Task details —
Write out the entries again exactly as they are given.

[Items from a dataset]
....

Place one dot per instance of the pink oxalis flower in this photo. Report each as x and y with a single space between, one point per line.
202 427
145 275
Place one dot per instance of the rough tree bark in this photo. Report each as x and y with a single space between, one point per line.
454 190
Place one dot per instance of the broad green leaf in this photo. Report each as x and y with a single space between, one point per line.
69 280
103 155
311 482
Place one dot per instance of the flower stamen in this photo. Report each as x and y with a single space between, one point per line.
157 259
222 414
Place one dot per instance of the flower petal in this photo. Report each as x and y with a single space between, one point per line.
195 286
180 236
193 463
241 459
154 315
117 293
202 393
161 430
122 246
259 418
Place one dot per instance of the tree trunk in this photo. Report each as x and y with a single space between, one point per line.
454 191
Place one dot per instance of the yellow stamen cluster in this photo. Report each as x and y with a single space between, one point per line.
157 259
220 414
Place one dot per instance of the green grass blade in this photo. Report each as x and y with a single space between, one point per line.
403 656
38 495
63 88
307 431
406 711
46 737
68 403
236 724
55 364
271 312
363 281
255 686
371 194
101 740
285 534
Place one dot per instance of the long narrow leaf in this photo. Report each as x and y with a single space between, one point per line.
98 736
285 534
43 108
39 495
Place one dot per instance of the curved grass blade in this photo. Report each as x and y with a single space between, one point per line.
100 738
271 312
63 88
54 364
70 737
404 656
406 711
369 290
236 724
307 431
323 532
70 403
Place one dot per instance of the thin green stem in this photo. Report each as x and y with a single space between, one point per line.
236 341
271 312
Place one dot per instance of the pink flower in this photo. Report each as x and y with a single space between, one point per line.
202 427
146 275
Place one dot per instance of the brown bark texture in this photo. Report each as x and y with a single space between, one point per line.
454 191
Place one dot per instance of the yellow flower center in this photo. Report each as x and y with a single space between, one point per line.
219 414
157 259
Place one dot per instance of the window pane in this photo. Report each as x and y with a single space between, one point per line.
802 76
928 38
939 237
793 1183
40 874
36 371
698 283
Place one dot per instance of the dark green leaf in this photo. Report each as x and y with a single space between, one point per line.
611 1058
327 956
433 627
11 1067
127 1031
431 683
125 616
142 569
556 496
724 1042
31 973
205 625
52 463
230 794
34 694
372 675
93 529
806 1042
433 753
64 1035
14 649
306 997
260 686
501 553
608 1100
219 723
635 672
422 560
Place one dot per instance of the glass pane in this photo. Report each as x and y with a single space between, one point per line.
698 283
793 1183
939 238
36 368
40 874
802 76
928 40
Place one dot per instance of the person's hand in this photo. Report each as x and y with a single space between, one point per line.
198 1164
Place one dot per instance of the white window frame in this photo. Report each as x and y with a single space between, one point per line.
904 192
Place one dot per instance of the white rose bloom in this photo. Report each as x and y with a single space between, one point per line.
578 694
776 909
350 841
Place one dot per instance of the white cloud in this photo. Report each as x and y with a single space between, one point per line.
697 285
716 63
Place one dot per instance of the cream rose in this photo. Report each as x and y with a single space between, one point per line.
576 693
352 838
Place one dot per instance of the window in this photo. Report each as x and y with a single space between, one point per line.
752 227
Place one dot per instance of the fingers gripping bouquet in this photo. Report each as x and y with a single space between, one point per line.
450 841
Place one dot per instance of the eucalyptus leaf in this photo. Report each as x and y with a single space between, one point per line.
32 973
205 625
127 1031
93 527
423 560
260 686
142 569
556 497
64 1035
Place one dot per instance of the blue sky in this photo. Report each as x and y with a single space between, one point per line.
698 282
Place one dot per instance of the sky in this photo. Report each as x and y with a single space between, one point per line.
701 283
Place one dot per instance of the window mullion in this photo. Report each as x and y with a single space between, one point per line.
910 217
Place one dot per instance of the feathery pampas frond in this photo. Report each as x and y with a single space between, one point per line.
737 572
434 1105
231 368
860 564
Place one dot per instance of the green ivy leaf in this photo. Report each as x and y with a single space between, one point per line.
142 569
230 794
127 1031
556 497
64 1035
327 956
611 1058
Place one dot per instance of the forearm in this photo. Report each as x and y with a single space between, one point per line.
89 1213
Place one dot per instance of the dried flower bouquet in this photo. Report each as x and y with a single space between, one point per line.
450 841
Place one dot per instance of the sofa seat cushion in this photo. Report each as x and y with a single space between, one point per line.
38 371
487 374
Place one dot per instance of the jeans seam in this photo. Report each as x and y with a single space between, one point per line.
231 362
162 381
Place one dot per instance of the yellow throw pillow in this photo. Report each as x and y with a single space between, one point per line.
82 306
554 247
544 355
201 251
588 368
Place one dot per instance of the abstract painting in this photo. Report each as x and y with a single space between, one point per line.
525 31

....

Output below —
Place one dot per instance of the pink oxalis flower in this photo. Report each as x and y with a single space between, one point per line.
202 427
145 275
Place one dot per instance of the rough tree bark in this photo. Report each as x and y with a single space between, one point per line.
454 190
Place one dot per instance of the broad green leaf in this photo. Report each as x and y with a single space between, one point per line.
69 280
103 155
311 482
Place one dot per instance of the flower stamen in this photo. Report each as x and y with a single space between, one point per line.
157 259
222 414
Place one dot per instance of the flower petal in this photo. Report each as x and y with a single space between, one point per line.
195 286
180 236
193 463
241 459
154 315
117 293
202 393
161 430
122 246
259 418
Place one dot per instance of the tree trunk in this photo. Report each as x and y with a single space between, one point per line.
454 191
Place one dot per instance of the yellow stamen cluster in this photo. Report each as x and y with a single space between, one point per line.
157 259
220 414
Place one dot per instance of the green grass blade in this photo. Report each as x and y with a single space between, one point per line.
403 656
38 495
63 88
307 431
406 711
46 737
68 403
236 724
55 364
271 312
363 281
255 686
371 194
101 740
285 534
Place one dot per instance of the long narrow leaf in this photo. Report each as x and y with a single space between, one point per line.
98 736
285 534
43 108
39 495
Place one dot per instance of the curved grass blade in this photo. Report each as x and y with a single space between, one point per line.
100 738
271 312
63 88
54 364
70 737
404 656
406 711
369 290
236 724
307 431
323 532
70 403
Place one dot per instance of the thin green stem in this photo. Report each as x and y with a single space between, one point per line.
236 341
271 312
Place one dot per instance of the pink flower in this photo. Report each as x and y with a single space between, one point per line.
202 427
146 275
Place one dot per instance of the brown bark texture in this photo. Report each as x and y with a single space between, one point per line.
454 191
Place one dot per instance of the yellow flower center in this photo. Report each as x and y with a single space between, one point per line.
219 414
157 259
Place one dot per instance of the window pane in this photo. Report each as x and y with a single space between, one point per line.
802 76
928 38
939 237
793 1183
40 874
36 371
698 283
Place one dot per instance of the dark green leaf in this photo. Report each as x and y with a single space between, one point per line.
611 1058
327 956
433 627
11 1067
127 1031
431 683
125 616
142 569
556 496
724 1042
31 973
205 625
52 463
230 794
34 694
372 675
93 529
806 1042
433 753
64 1035
14 649
306 997
260 686
501 553
608 1100
219 723
635 672
422 560
Place one dot per instance of the glass pane in this photo. Report each as x and y with a single space between, one point per line.
698 283
793 1183
939 238
36 368
40 874
802 76
928 40
Place one dot per instance of the person's hand in this photo. Report each as x and y with a single space between, one point per line.
198 1164
Place one dot per instance of the white window frame in this photo. Report each as x and y with a single space between, one point per line.
904 192
Place one dot per instance of the white rose bloom in this photo. Report each as x and y with a single space between, one point per line.
578 694
776 909
350 841
Place one dot per instance of the white cloud in this photo. Report each as x and y with a single space between, one point per line.
697 285
716 63
Place one dot per instance of the cream rose in this photo. Report each as x and y with a single space between, one point per line.
576 693
352 838
Place one dot per instance of the window in this photo. Report each as x and y with a single space between, one point per line.
752 227
Place one dot per instance of the fingers gripping bouquet in this photo. Report each as x and y with a single space between, one point per line.
450 841
Place one dot per instance of the eucalyptus leaf in this photo. Report each as x and y with a single space between, one point per line.
32 973
205 625
127 1031
93 527
423 560
260 686
142 569
556 497
64 1035
Place one dot per instance of the blue sky in this photo. Report each as x and y with a single space between, one point per line.
698 282
Place one dot per instance of the sky in this photo. Report each as x and y with a single space between, one point per line.
701 283
Place one dot per instance of the window mullion in this photo. Report each as x and y with a single space between, one point per line.
910 217
Place one dot per instance of the feathery pampas frond in this photo. Report each as x and y with a single space between, one point per line.
737 572
434 1105
231 368
860 564
Place one dot per instance of the green ivy leaf in this photo. Report each as x and y with a single space between, one point per line.
142 569
230 794
127 1031
556 497
64 1035
327 956
611 1058
Place one dot per instance of the forearm in this photo. Report each as x and y with a single space between, one point per line.
89 1213
Place one dot per instance of the dried flower bouquet in this photo. Report each as x and y with a single space between, one point per line.
450 841
Place one dot per instance of the sofa seat cushion in this photo. Report each as x and y with a single space between, one point per line.
38 371
487 374
Place one dot per instance of the jeans seam in this photo. Report each as x and y with a single space between, one point per line.
231 362
162 381
Place one dot per instance of the yellow throw pillow in this photo. Report each as x and y with a single space between, one point per line.
82 306
554 247
544 355
201 251
588 368
Place one dot per instance of the abstract painting in this photo. Report each as x and y with a single space between, one point per line.
525 31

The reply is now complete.